:: Objective ::
Rewrite every line of the records below as a JSON list of strings, one string per line, skipping blank lines. Leave out the picture.

:: Dataset entries ::
------------------------
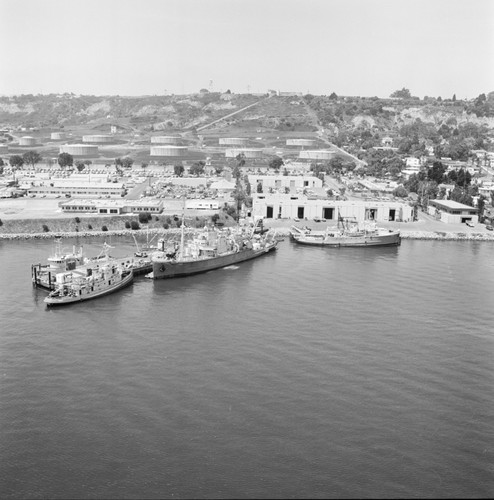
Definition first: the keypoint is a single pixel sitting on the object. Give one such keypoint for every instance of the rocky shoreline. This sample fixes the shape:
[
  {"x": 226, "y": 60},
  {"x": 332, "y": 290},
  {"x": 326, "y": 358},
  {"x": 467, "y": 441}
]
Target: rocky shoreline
[{"x": 405, "y": 235}]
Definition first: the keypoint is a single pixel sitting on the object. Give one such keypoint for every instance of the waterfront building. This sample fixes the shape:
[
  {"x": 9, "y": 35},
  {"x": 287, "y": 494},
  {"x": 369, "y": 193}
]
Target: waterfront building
[
  {"x": 452, "y": 212},
  {"x": 113, "y": 207},
  {"x": 77, "y": 188},
  {"x": 291, "y": 206}
]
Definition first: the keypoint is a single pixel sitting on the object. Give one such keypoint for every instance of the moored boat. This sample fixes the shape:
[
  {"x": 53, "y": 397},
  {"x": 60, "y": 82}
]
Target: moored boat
[
  {"x": 348, "y": 234},
  {"x": 90, "y": 283},
  {"x": 44, "y": 275},
  {"x": 209, "y": 249}
]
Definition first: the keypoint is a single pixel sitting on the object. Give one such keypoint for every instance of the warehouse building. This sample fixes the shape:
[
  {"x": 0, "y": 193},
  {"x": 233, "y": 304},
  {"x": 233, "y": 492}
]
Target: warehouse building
[{"x": 291, "y": 206}]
------------------------
:: Written response ::
[
  "Definition first: the keypoint is a single pixel sitting on the object. Give one such keypoint for every instance of the rocky shoreline. This sample fixes the shape:",
  "[",
  "  {\"x\": 226, \"y\": 60},",
  "  {\"x\": 332, \"y\": 290},",
  "  {\"x\": 326, \"y\": 358},",
  "  {\"x\": 467, \"y\": 441}",
  "]",
  "Target: rocky shoreline",
  "[{\"x\": 405, \"y\": 235}]",
  "Definition first: the keypoint is a single pixel sitting on the object. Give one such keypoint for every instance of the waterfront building. This sample fixes the shape:",
  "[",
  "  {\"x\": 9, \"y\": 35},",
  "  {\"x\": 287, \"y\": 494},",
  "  {\"x\": 369, \"y\": 193}",
  "]",
  "Target: waterfront building",
  "[",
  "  {\"x\": 452, \"y\": 212},",
  "  {\"x\": 113, \"y\": 207},",
  "  {\"x\": 77, \"y\": 188},",
  "  {\"x\": 291, \"y\": 206}",
  "]",
  "Definition first: the keypoint is a single pixel sitting on the object. Give one such keypoint for every instance of the moored boat. This sample fixes the shape:",
  "[",
  "  {\"x\": 53, \"y\": 397},",
  "  {\"x\": 60, \"y\": 82}",
  "]",
  "Target: moored boat",
  "[",
  "  {\"x\": 348, \"y\": 234},",
  "  {\"x\": 90, \"y\": 283},",
  "  {\"x\": 44, \"y\": 275},",
  "  {\"x\": 209, \"y\": 249}",
  "]",
  "Definition first: the keypoint is a single pixel sitting on the object. Give one such keypoint for every instance of the warehouse building. This sample fixes the shape:",
  "[",
  "  {\"x\": 0, \"y\": 193},",
  "  {\"x\": 233, \"y\": 304},",
  "  {\"x\": 233, \"y\": 492}",
  "]",
  "Target: warehouse building",
  "[{\"x\": 291, \"y\": 206}]"
]